◆ **Page excerpt**
----------------

I always put Pyxus first.  I visited him 5 days a week all through middle school and high school.  I remember dumping a boyfriend because he took too much of my time away from Pyxus.  Come college, I had to reduce it to 4 days a week, but I still went religiously.  Even if it was raining, I would go just to visit with him.  A day didn’t go by without me telling that pony how much I loved him.  We jumped and showed for a few years, but after a while he started refusing to jump.  Despite wanting to jump, I didn’t want to force him, nor did I want to get rid of him.  I had found my soulmate - I was never letting him go.  So Pyxus lived with me for years as my hacking pony, taking leisurely rides around our barn and occasionally on trail.  We went to the beach a few times and he while was unamused by the waves (he had a hard time processing the kayaks, too), as always, he did anything I asked of him.  I am so thankful I was able to give him this life for so long.  I know many show horses don’t get this, and are passed from owner to owner each time they are outgrown.  But I knew early on that Pyxus had found his forever home with me, and nothing was ever going to change that.  I did ride other horses on and off through the years, but they never compared to Pyxus.  No one ever could.

----------------

◆ **Directions for this task**
Please answer from the passage about Pyxus: how many days a week did the writer visit Pyxus during college?

◆ **Data records**
----------------

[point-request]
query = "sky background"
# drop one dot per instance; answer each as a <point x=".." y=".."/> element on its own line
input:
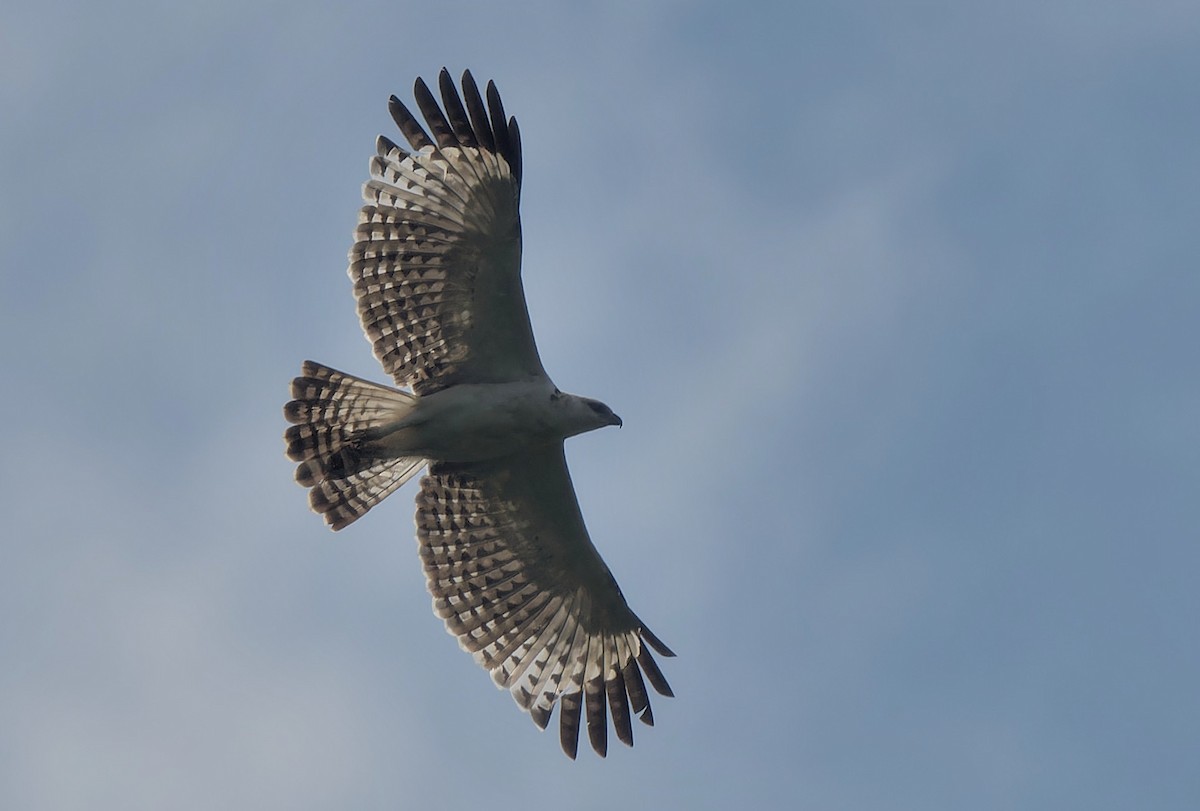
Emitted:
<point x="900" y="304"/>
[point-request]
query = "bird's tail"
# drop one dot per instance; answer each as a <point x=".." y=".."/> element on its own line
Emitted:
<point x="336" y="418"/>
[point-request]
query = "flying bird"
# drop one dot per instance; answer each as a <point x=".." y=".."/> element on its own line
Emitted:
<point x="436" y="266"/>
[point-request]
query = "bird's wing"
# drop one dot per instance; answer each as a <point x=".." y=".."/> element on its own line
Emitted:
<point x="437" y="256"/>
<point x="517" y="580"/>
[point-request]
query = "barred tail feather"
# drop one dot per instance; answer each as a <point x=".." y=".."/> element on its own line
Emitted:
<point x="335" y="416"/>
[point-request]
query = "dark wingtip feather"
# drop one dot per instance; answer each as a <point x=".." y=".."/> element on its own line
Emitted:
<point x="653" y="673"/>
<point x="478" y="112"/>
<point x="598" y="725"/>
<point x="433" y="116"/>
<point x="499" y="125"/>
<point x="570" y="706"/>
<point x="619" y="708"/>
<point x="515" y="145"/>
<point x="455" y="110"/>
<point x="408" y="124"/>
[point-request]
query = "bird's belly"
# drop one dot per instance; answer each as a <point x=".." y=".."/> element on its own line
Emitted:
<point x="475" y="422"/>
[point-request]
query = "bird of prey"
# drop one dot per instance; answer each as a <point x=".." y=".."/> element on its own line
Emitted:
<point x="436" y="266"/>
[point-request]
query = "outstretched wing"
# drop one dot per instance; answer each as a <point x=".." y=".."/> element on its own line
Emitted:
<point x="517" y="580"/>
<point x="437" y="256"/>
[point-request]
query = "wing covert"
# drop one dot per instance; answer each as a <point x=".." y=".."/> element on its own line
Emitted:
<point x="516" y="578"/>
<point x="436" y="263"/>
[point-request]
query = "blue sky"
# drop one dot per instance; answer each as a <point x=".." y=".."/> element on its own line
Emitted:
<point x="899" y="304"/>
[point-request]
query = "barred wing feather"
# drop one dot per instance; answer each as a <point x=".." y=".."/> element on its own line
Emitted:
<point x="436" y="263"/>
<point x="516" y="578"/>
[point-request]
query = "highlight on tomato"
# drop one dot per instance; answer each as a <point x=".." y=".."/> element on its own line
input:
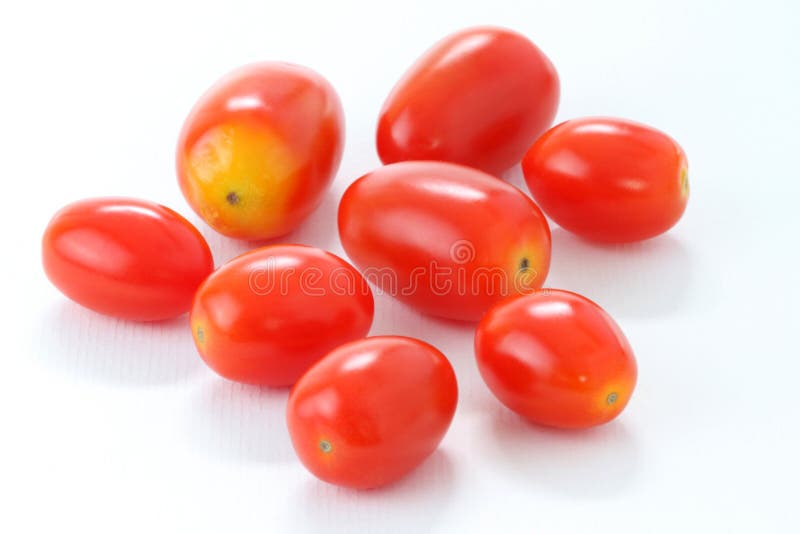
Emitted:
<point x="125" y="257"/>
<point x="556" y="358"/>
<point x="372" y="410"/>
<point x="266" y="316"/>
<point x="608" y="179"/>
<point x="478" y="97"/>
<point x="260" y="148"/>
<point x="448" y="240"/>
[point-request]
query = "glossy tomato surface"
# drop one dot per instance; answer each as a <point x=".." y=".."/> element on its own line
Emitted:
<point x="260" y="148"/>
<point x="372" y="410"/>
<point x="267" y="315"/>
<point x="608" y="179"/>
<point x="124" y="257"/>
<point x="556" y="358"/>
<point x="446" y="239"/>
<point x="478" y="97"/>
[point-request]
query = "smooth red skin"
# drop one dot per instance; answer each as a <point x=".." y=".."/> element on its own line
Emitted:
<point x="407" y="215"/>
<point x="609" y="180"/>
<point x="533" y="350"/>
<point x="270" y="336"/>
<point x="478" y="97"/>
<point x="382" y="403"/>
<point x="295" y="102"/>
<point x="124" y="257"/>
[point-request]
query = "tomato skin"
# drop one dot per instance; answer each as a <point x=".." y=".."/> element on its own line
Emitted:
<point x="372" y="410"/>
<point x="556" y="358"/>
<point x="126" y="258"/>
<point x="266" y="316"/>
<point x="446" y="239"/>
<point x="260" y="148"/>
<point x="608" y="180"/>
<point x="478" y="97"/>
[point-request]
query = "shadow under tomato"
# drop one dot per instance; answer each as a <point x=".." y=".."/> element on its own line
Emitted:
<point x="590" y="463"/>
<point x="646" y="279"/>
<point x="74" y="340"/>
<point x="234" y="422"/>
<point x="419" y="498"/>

----------------

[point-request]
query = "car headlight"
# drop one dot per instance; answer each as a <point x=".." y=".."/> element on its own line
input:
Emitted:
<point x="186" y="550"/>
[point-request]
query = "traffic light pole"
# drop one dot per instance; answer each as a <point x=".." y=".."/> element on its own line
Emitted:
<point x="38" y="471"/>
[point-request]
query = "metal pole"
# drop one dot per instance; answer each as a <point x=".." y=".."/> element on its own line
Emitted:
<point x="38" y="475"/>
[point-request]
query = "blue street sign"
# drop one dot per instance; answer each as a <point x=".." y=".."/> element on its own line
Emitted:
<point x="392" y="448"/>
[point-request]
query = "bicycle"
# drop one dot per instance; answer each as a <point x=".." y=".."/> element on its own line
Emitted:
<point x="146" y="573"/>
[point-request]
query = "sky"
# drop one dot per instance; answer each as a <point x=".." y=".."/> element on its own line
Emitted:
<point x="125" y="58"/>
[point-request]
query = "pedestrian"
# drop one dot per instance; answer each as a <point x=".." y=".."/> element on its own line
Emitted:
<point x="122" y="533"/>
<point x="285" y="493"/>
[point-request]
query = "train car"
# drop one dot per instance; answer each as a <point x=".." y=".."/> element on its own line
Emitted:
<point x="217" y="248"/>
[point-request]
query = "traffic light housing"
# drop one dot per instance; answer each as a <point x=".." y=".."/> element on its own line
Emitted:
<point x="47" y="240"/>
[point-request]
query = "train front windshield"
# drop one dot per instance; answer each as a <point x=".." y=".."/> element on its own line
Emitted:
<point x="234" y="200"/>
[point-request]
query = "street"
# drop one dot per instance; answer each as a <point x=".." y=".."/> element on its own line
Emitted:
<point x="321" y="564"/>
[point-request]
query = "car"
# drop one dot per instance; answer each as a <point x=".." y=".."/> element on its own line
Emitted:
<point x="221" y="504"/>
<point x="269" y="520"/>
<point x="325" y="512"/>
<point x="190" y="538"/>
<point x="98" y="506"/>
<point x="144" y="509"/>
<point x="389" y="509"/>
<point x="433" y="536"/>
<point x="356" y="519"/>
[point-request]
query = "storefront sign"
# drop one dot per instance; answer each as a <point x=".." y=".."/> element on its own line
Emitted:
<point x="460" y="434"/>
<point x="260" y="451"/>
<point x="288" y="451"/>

----------------

◆ **Written response**
Four days a week.